* Texto proporcionado

★ ★ ★ ★

Entre las voces de la landa que aparecen en la quinta parte del libro aparece la de Jean, que también tiene otra tesitura. Un largo aliento, un poco más poético que el de Paul, y más reflexivo, nos va dando pautas para entender la historia. Es Jean quien dice que el sentimiento que reinaba entre Claire y Paul “no era amor. Tampoco era una especie de perdón automático. Era una solidaridad misteriosa. Era un vínculo sin origen… Con el paso de los años habían descubierto una complicidad. Ésta fue creciendo. Era una fidelidad que se impuso sobre ellos y que según iba pasando el tiempo tenía la particularidad de desbaratar toda complicación de amor propio, de suspender cualquier crítica, de no suscitar jamás la menor irritación del uno contra el otro”.

“A veces, cuando un hermano y una hermana no se odian, se quieren más que los enamorados”, nos dice Jean, y es capaz de comprender los vínculos e intercambios entre estos dos hermanos, como un espectador ausente, pero también de comprender a la Claire misma de una manera distinta a como la comprende su hermano. Es quizá Jean quien la percibe desde una concepción un tanto mística, cuando dice que a Claire “le gustaba sentir ese tiempo muy antiguo que leemos en las rocas, ese tiempo que se anima en el sol, ese tiempo que precede a la vida, ese tiempo que levanta las olas del mar… perspectiva desprovista de horizonte que se hunde en el infinito, éxtasis enviando sin fin su extraño polvo al cielo. Dios es tan antiguo”.

Tal vez también es quien la comprende como mujer cuando dice que “las mujeres necesitan a los hombres para que ellos las consuelen de algo inexplicable”. Pues sin duda Claire necesitaba ser consolada de algo que nunca entenderemos. Y también es Jean quien la comprende como ser humano, cuando dice que “el camino que ella había emprendido era más el camino de otro mundo que el camino del amor”, un camino donde Dios era muy violento, porque era el mismo Tiempo.

★ ★ ★ ★

* Registros

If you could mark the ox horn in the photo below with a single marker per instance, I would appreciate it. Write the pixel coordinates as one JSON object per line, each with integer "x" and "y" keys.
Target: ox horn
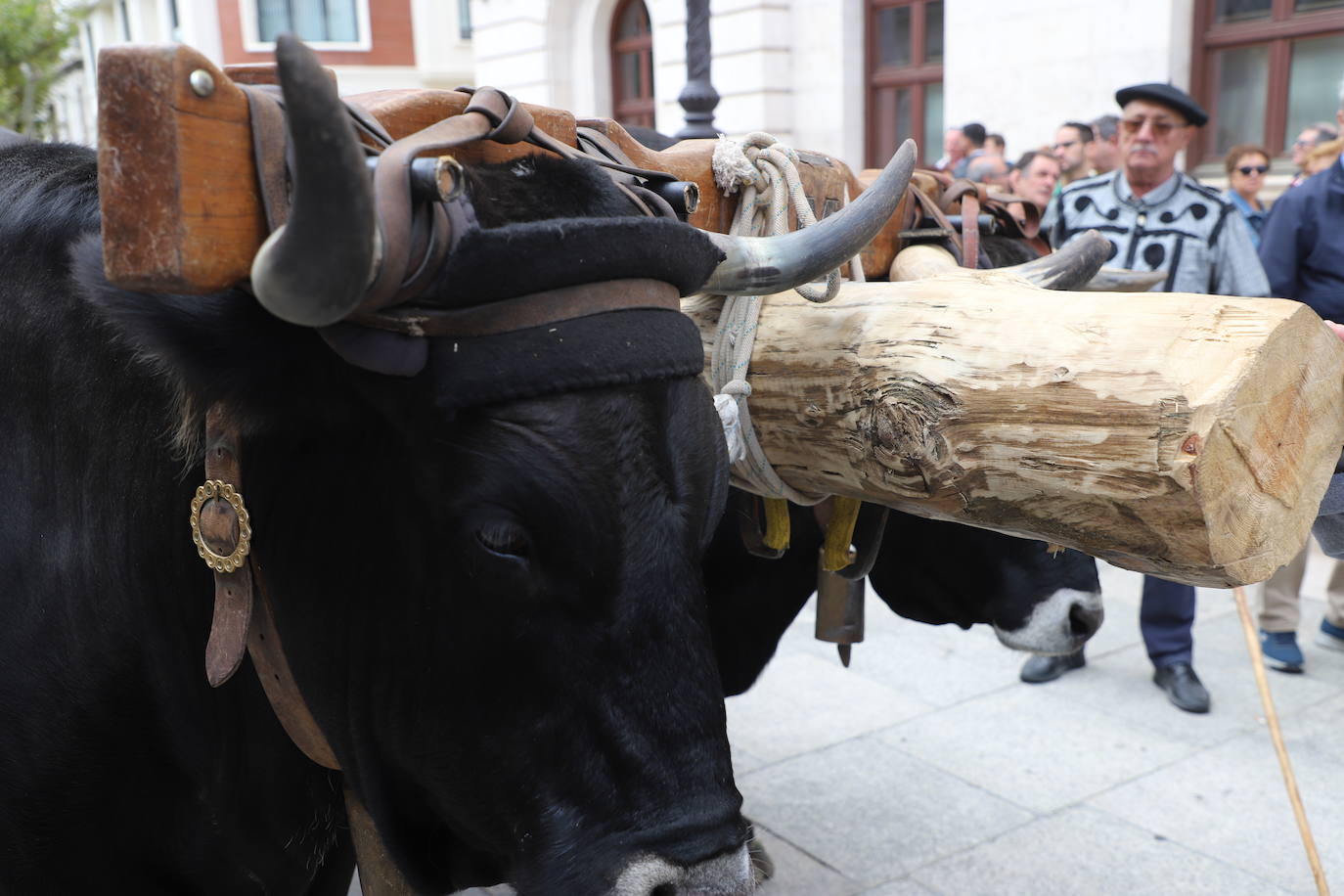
{"x": 1118, "y": 280}
{"x": 1067, "y": 267}
{"x": 313, "y": 269}
{"x": 762, "y": 265}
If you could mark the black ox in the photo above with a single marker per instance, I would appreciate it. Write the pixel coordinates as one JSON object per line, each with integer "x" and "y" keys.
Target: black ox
{"x": 493, "y": 607}
{"x": 491, "y": 601}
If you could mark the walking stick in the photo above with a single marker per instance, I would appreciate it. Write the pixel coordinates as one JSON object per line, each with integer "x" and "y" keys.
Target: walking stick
{"x": 1277, "y": 735}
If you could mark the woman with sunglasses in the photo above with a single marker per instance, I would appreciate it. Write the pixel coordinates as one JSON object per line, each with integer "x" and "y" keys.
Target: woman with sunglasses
{"x": 1246, "y": 165}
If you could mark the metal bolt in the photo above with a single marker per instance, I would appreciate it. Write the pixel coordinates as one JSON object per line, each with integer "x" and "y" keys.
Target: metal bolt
{"x": 202, "y": 82}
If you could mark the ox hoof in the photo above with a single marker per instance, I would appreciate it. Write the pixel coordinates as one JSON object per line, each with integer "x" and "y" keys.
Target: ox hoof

★ ★ ★ ★

* Consigna
Cambia "camino" por "sendero" y reescribe el texto sobre Jean y Claire desde "Tal vez también" hasta "el mismo Tiempo.", ambos incluidos.

* Respuesta
Tal vez también es quien la comprende como mujer cuando dice que “las mujeres necesitan a los hombres para que ellos las consuelen de algo inexplicable”. Pues sin duda Claire necesitaba ser consolada de algo que nunca entenderemos. Y también es Jean quien la comprende como ser humano, cuando dice que “el sendero que ella había emprendido era más el sendero de otro mundo que el sendero del amor”, un sendero donde Dios era muy violento, porque era el mismo Tiempo.